### Document passage
Overall, I'm super happy with mutation testing, but not because it caught many bugs. In fact, I think it really only found 1 or 2 true positives, and they were relatively minor. The real benefit was that it deeply impacted the design of the codebase such that it was the most testable piece of software I've ever written. This happened because each time I added some new feature, I had to immediately consider whether I wanted to write dozens of unit tests to eliminate the mutants, or whether I wanted to refactor in a way that made it easier to test. Having a bunch of new mutants show up is often a sign of unnecessary complexity.

Towards the end of the project, I had been thinking that it was probably not worth it to test the main entrypoint function in the tool as I'd need to essentially simulate an entire run of the application starting from raw sequencing data, but as I was so close I decided to spend a few hours writing it, and I'm glad I did. Having the entire codebase killing all its mutants not only gave me confidence that the code was correct, I could also fearlessly make changes.

mutmut has a few flaws

Some mutation testing tools do everything without altering the source on disk - the code is loaded, altered and tested in memory (which is apparently possible!). Because each mutant is independent of every other, this is embarrassingly parallelizable. mutmut, on the other hand, writes each change to disk and then runs the test suite, one mutant at a time. This is certainly a much simpler design, but in addition to being slower, if you cancel the run partway through, the mutant that was being tested at the time will persist on disk! This isn't an issue if you committed your source just before the run since it would make reverting it trivial, but I typically want to see if my tests pass before I commit, so I had to sift through all of the deliberate changes I had made in order to find a single-character alteration.
######
Requirement:
Reproduce the part of the mutation testing write-up that opens with "Some mutation testing" and closes with "a single-character alteration.", substituting "the filesystem" for every "disk".
### Data excerpts
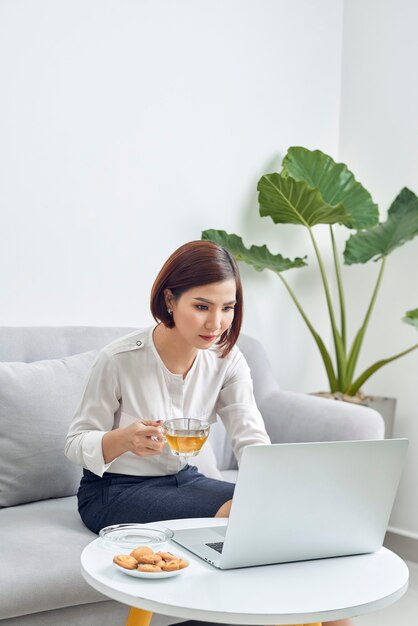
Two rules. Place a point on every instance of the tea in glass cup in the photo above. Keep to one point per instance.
(186, 435)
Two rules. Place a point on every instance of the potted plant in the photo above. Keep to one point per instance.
(313, 189)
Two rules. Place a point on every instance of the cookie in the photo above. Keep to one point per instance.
(144, 567)
(141, 551)
(171, 566)
(166, 556)
(126, 561)
(149, 559)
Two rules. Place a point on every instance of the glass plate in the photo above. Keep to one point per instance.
(136, 574)
(130, 536)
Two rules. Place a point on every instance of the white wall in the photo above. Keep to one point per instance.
(379, 125)
(129, 126)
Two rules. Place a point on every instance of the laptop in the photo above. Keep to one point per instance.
(302, 501)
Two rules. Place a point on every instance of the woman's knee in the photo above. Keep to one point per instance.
(224, 509)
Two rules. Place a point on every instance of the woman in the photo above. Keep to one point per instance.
(187, 365)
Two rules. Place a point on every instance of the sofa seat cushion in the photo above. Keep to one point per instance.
(40, 549)
(37, 402)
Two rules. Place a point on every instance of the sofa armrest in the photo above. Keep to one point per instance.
(296, 417)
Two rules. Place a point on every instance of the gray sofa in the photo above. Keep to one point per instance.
(42, 373)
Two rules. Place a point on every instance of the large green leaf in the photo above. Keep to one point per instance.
(335, 182)
(257, 256)
(288, 201)
(379, 241)
(411, 317)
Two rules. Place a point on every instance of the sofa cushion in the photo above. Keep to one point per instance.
(40, 558)
(37, 401)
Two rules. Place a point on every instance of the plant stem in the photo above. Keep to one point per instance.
(358, 341)
(324, 352)
(339, 348)
(340, 288)
(352, 390)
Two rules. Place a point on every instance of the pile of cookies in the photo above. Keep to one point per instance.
(144, 559)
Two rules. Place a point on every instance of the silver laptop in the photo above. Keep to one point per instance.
(299, 501)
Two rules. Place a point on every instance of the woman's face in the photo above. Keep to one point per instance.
(202, 314)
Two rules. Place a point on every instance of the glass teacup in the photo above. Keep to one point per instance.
(185, 435)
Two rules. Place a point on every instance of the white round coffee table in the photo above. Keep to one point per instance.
(290, 593)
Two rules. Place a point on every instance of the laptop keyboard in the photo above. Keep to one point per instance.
(216, 546)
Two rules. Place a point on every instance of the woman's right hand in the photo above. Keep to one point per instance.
(142, 437)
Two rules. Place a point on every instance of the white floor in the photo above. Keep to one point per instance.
(403, 613)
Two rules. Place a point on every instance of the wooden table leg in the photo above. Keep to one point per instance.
(138, 617)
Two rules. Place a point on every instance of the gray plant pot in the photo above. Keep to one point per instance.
(386, 407)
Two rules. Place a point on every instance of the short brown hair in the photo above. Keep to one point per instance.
(193, 264)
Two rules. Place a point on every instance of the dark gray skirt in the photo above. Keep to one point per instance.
(122, 499)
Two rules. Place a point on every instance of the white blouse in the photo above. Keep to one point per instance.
(129, 381)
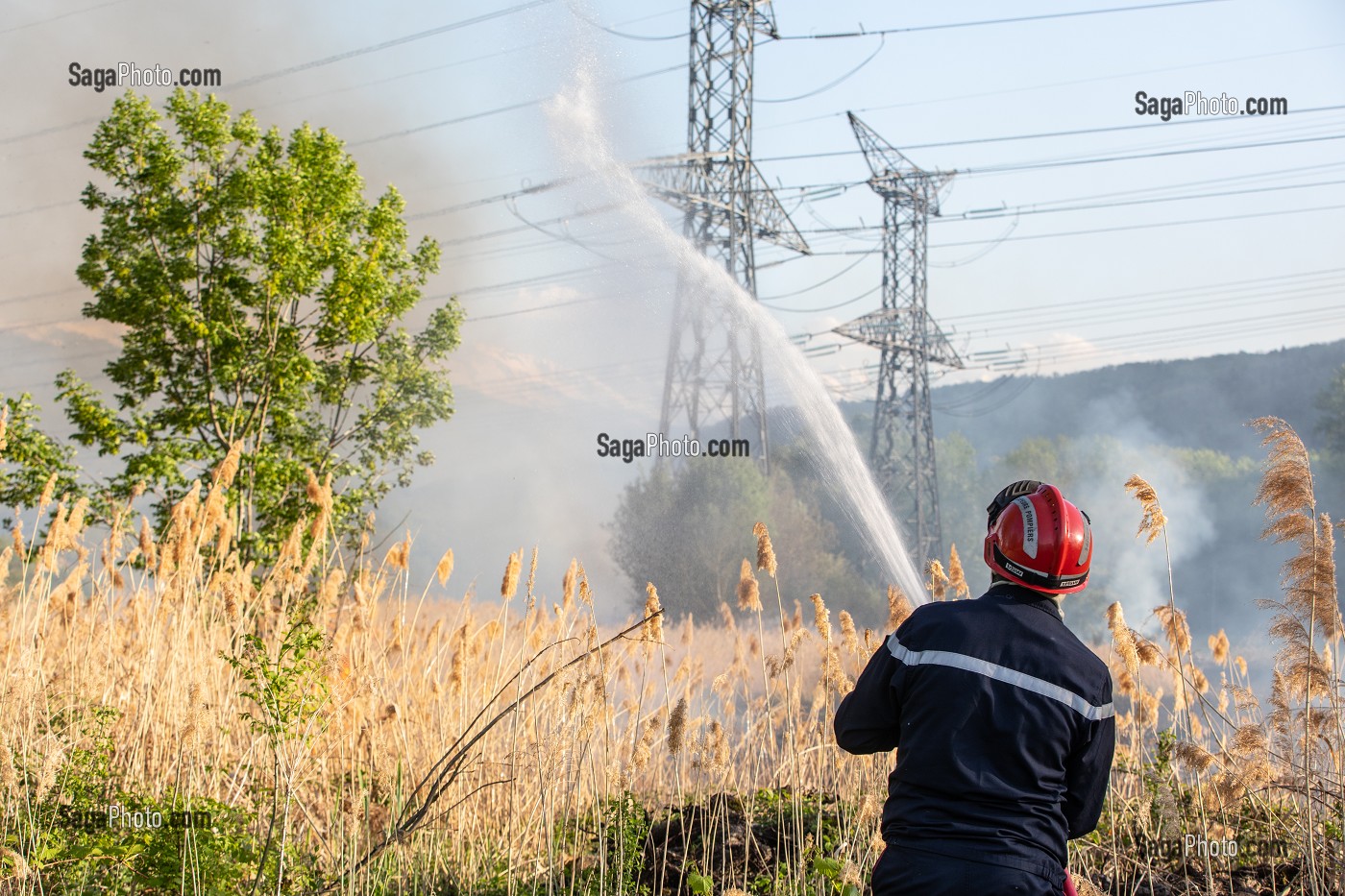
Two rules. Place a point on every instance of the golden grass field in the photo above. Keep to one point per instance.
(350, 731)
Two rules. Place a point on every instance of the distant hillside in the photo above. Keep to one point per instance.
(1183, 425)
(1187, 403)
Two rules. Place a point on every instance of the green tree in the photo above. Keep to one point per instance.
(262, 301)
(689, 530)
(30, 458)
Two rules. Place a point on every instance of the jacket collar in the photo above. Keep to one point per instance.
(1015, 593)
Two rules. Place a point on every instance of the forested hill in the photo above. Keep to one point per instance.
(1180, 424)
(1186, 403)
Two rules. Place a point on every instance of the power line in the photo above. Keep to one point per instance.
(864, 33)
(1058, 84)
(316, 63)
(393, 42)
(63, 15)
(497, 110)
(1044, 134)
(833, 84)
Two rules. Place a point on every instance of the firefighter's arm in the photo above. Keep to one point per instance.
(1087, 774)
(869, 717)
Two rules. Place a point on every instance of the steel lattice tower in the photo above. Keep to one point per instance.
(901, 449)
(715, 369)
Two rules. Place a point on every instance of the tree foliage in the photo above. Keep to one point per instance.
(688, 530)
(30, 459)
(262, 301)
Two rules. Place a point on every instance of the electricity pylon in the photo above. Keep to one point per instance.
(715, 362)
(901, 449)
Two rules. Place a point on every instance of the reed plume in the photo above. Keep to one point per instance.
(508, 587)
(897, 608)
(957, 574)
(444, 568)
(766, 552)
(652, 615)
(1123, 638)
(1154, 520)
(749, 593)
(938, 583)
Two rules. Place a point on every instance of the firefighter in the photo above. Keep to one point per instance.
(1001, 717)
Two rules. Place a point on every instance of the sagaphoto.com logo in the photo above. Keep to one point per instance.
(1193, 103)
(128, 74)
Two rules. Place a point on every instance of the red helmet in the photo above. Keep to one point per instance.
(1038, 539)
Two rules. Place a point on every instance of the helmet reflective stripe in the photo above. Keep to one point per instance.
(1029, 526)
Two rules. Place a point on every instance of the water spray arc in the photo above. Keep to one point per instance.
(901, 449)
(715, 369)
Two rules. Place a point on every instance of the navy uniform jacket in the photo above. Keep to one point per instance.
(1005, 728)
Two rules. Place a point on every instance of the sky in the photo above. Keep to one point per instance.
(1073, 231)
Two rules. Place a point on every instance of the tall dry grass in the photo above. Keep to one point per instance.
(427, 739)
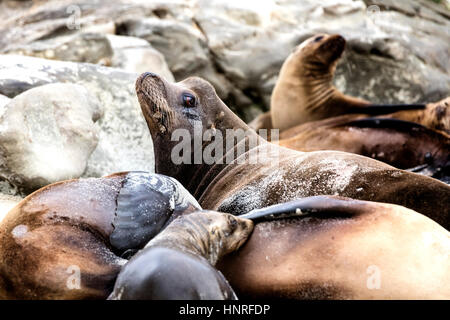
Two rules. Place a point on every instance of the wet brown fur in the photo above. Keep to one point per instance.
(304, 91)
(66, 226)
######
Exercise answer:
Some mutation testing tools do everything without altering the source on the filesystem - the code is loaded, altered and tested in memory (which is apparently possible!). Because each mutant is independent of every other, this is embarrassingly parallelizable. mutmut, on the other hand, writes each change to the filesystem and then runs the test suite, one mutant at a time. This is certainly a much simpler design, but in addition to being slower, if you cancel the run partway through, the mutant that was being tested at the time will persist on the filesystem! This isn't an issue if you committed your source just before the run since it would make reverting it trivial, but I typically want to see if my tests pass before I commit, so I had to sift through all of the deliberate changes I had made in order to find a single-character alteration.